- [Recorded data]
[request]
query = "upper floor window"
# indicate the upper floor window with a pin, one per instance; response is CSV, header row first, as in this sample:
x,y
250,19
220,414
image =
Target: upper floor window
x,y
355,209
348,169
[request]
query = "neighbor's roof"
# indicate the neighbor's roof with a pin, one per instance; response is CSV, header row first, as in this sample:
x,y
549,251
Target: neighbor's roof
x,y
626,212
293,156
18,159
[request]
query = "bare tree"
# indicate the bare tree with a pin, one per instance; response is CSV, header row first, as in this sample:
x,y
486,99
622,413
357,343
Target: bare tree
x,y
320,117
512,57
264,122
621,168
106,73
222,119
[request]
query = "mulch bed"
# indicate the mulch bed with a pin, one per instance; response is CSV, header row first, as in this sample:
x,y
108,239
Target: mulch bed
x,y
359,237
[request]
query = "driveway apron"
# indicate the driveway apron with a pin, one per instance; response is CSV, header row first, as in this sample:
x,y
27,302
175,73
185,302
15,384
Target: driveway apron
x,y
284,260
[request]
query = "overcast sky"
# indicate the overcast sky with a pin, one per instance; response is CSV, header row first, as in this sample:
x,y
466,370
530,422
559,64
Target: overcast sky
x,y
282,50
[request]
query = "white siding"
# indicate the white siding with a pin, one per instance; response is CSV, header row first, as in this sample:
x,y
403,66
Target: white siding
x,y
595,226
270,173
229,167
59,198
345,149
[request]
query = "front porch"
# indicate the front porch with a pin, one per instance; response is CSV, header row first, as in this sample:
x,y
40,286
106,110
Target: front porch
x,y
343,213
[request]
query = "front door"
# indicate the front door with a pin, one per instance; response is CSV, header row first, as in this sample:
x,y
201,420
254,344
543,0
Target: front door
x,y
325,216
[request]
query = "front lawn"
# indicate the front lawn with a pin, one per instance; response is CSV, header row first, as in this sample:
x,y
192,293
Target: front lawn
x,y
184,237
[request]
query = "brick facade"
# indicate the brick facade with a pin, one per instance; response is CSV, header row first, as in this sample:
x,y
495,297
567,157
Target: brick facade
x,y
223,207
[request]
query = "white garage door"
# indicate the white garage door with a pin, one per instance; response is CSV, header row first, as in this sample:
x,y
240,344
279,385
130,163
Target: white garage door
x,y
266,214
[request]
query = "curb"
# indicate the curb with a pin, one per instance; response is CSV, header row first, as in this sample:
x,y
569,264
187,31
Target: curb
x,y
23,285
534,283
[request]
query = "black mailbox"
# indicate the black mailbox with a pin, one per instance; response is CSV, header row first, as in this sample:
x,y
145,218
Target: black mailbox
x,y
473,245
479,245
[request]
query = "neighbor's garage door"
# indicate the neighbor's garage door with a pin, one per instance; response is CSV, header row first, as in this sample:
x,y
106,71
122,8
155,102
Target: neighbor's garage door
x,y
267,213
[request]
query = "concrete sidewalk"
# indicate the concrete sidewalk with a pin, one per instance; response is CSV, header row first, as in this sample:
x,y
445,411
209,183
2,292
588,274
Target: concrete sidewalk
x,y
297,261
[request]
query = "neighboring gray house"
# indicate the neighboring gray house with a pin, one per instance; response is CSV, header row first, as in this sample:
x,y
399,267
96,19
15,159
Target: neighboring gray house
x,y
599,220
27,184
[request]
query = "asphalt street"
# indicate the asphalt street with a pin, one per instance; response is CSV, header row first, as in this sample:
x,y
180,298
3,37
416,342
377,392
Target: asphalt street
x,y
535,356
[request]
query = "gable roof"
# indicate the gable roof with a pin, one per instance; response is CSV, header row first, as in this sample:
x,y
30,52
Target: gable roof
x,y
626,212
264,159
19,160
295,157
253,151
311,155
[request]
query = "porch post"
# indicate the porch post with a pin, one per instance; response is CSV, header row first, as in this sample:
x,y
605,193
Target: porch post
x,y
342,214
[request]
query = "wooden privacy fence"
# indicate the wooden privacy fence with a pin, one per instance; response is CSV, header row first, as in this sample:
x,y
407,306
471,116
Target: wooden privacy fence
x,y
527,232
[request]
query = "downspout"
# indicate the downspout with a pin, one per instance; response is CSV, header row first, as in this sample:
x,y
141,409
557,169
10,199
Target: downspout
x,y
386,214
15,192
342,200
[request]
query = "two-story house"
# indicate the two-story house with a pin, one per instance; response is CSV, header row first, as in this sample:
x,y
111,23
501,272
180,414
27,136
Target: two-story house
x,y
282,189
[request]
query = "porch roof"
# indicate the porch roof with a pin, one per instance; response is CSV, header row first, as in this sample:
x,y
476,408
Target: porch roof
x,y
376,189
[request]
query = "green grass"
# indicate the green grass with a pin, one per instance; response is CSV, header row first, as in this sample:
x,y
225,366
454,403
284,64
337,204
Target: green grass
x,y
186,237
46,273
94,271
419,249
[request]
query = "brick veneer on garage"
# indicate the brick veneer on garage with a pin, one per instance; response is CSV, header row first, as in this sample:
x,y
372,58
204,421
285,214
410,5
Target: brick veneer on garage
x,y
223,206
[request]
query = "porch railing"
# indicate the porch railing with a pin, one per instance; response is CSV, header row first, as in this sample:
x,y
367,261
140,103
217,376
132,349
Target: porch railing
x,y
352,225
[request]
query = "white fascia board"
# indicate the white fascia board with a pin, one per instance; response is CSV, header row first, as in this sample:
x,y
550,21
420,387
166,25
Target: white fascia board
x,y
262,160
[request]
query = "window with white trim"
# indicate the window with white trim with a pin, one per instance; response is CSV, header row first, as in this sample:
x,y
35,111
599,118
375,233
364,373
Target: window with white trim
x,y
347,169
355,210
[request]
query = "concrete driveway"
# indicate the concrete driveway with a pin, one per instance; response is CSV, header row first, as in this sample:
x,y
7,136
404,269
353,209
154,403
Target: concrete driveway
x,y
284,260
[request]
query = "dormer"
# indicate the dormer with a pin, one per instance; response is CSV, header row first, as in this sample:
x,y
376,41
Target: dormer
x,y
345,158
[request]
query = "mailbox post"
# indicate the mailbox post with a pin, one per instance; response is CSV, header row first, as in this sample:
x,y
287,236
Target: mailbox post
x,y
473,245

- [WHAT YOU SHOULD DO]
Keep every word the same and copy out all of the entries.

- [RESPONSE AREA]
[request]
query = "upper floor window"
# indicate the upper floor window with a pin, one per instance; response is CSV, header row first, as in this sample:
x,y
250,19
220,414
image =
Target: upper floor window
x,y
355,209
348,169
[request]
query = "neighbor's roof"
# indicate the neighbor's roof with a pin, one per instance; response is CSV, header row first, as in this sample:
x,y
549,251
Target: neighbor's roof
x,y
626,212
293,156
18,159
[request]
query = "bare tree"
# indicate the bare tree with a pin, one per instance; response is CSV, header row first, as in this sample:
x,y
486,99
622,413
357,343
Target: bare tree
x,y
320,117
512,57
264,122
621,168
106,73
222,119
[request]
query = "mulch bed"
# indicate the mulch bed with a pin, one per instance; response is CSV, header row first, as in this sample:
x,y
108,239
Target: mulch bed
x,y
359,237
[request]
query = "driveway apron"
# indicate the driveway apron with a pin, one per instance; response is CSV, header row first, as in this sample:
x,y
27,302
175,73
185,302
15,384
Target: driveway apron
x,y
284,260
[request]
query = "overcast sky"
# indicate the overcast sky with a pin, one per instance; response is CSV, header row first, as in this sample:
x,y
466,370
530,422
559,64
Target: overcast sky
x,y
282,50
[request]
query = "white siding"
# indicate the white siding with a pin, one per instance; response is CSV, header row first, as in this sample:
x,y
403,66
Target: white siding
x,y
595,226
270,173
229,167
59,198
345,149
[request]
query = "front porch"
# indicate the front porch with a pin, one per instance; response is CSV, header row first, as in this sample:
x,y
40,286
106,110
Target: front porch
x,y
343,213
[request]
query = "front door"
# indicate the front door with a pin, one per instance; response is CSV, header row first, as in this sample:
x,y
201,420
254,344
543,0
Target: front door
x,y
325,216
[request]
query = "front lawn"
# indicate the front lawn with a pin, one per instance; response is CSV, header row first, as in this sample:
x,y
192,293
Target: front lawn
x,y
184,237
[request]
query = "brick facade"
# indicate the brick facade with a pin, one per instance; response is CSV, header row first, as in this sample:
x,y
495,297
567,157
Target: brick facade
x,y
223,207
[request]
query = "white garage door"
# indicate the white garage door with a pin, one per instance; response is CSV, header row first, as in this sample:
x,y
240,344
279,385
130,163
Target: white garage door
x,y
266,214
[request]
query = "curb"
# indicate the curb with a pin, one per instance; response is CSV, header row first, as in this sample:
x,y
569,264
187,31
Target: curb
x,y
23,285
534,283
[request]
query = "black mailbox"
# indicate the black mailbox with a pin, one per instance; response is CSV, header row first, as in this sample:
x,y
145,218
Target: black mailbox
x,y
473,245
479,245
[request]
query = "neighbor's garage door"
# indicate the neighbor's garage door with a pin, one per instance; response is CSV, header row first, as in this sample:
x,y
106,71
122,8
155,102
Target: neighbor's garage door
x,y
267,213
[request]
query = "concrete sidewalk"
# indicate the concrete sidewalk with a pin, one per instance; response is CSV, header row first, as in this sample:
x,y
445,411
209,183
2,292
588,274
Target: concrete sidewalk
x,y
297,261
[request]
query = "neighboring gray house"
# indicate the neighboring gray house with a pin, one per instance; response is CSV, header row first, as in this sample:
x,y
399,267
96,19
15,159
Target: neighboring gray house
x,y
599,220
27,184
[request]
query = "asphalt street"
# indicate the asphalt street with a pin, one per instance; response is CSV, header row first, as in this sample:
x,y
180,298
3,37
416,342
377,392
Target: asphalt street
x,y
535,356
[request]
query = "gable roof"
# indicate the gable roof with a pin, one per instance; response is CSV, header row first, as in this sample:
x,y
30,52
Target: gable roof
x,y
626,212
264,159
19,160
295,157
253,151
311,155
[request]
query = "porch post"
# indicate the porch post with a pin, one per instance; response is CSV, header row first, as in this sample:
x,y
605,193
Target: porch post
x,y
342,214
[request]
query = "wooden privacy fence"
# indicate the wooden privacy fence with a pin, one per instance; response is CSV, header row first, as in this sample:
x,y
407,306
471,116
Target: wooden privacy fence
x,y
527,232
[request]
query = "downspout"
# indicate the downspout with a pin, one per instance; response is CSV, header row first, as in this sample:
x,y
141,409
557,169
10,199
Target: downspout
x,y
386,214
15,192
342,200
[request]
query = "two-story house"
# indicate the two-story house with a pin, one per instance; response is CSV, header row first, as in this sample:
x,y
111,23
501,272
180,414
27,136
Target: two-story house
x,y
282,189
[request]
query = "porch roof"
# indicate the porch roof with a pin, one per instance; response is CSV, header row first, as in this sample:
x,y
476,408
Target: porch roof
x,y
376,189
[request]
query = "green grass"
# indicate the green grass with a pin, one per instance; response is CSV, header row first, as in this sample:
x,y
225,366
454,403
284,64
337,204
Target: green grass
x,y
186,237
46,273
94,271
419,249
[request]
query = "brick veneer on garage"
# indicate the brick veneer on garage with a pin, one per instance; response is CSV, header row first, as in this sample:
x,y
372,58
204,421
285,214
410,5
Target: brick veneer on garage
x,y
223,206
[request]
query = "porch railing"
# indicate the porch railing with a pin, one per instance; response is CSV, header row first, as in this sample:
x,y
367,261
140,103
217,376
132,349
Target: porch railing
x,y
352,225
[request]
query = "white fascia board"
# indicate the white fascia board with a pin, one per instance; response is CSV, header row first, as in this sample:
x,y
550,21
420,387
166,25
Target: white fascia board
x,y
262,160
[request]
query = "window with white trim"
# indicate the window with white trim with a pin, one per instance; response is CSV, header row first, as in this sample:
x,y
35,111
599,118
375,233
364,373
Target: window with white trim
x,y
347,169
355,210
[request]
query = "concrete driveway"
# indicate the concrete driveway with a pin, one per instance; response is CSV, header row first, as in this sample:
x,y
7,136
404,269
353,209
154,403
Target: concrete driveway
x,y
284,260
[request]
query = "dormer"
# indicate the dormer with a pin, one per instance; response is CSV, header row first, as in this sample:
x,y
376,41
Target: dormer
x,y
345,158
[request]
query = "mailbox post"
# indicate the mailbox post with a pin, one per instance; response is CSV, header row first, as in this sample:
x,y
287,236
Target: mailbox post
x,y
473,245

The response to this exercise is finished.